Extracted records
┏━━

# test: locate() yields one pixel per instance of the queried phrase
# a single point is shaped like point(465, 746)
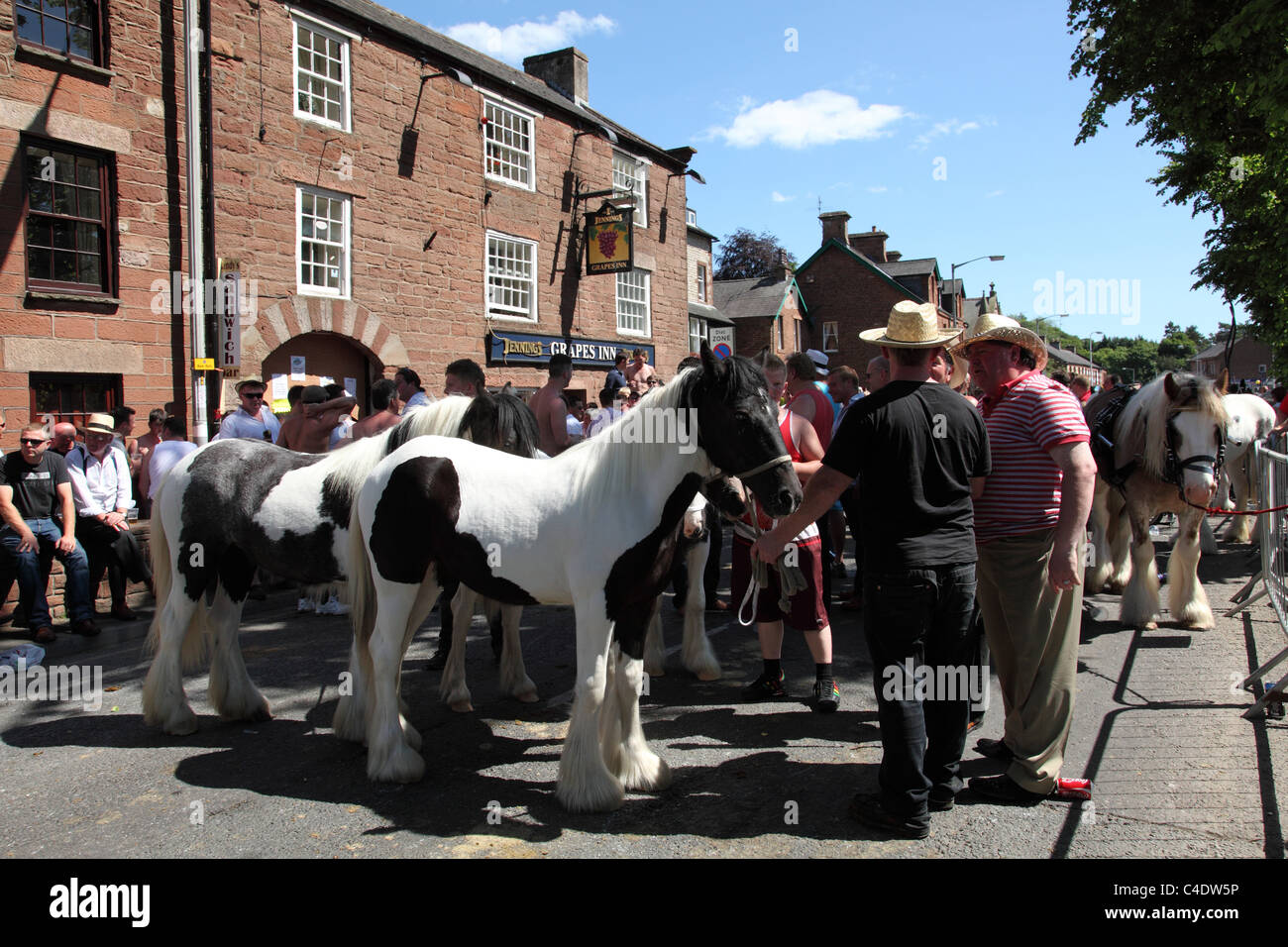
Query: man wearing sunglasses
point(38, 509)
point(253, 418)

┗━━

Written exercise
Can you write out these items again with "sunglasses" swapped for "a baseball cap", changing nothing else and leaving out the pictures?

Result of the task
# test: locate() yields one pixel per instance of the queried phrase
# a single point is shaped like point(465, 746)
Query: man wearing a baseball cap
point(38, 509)
point(253, 418)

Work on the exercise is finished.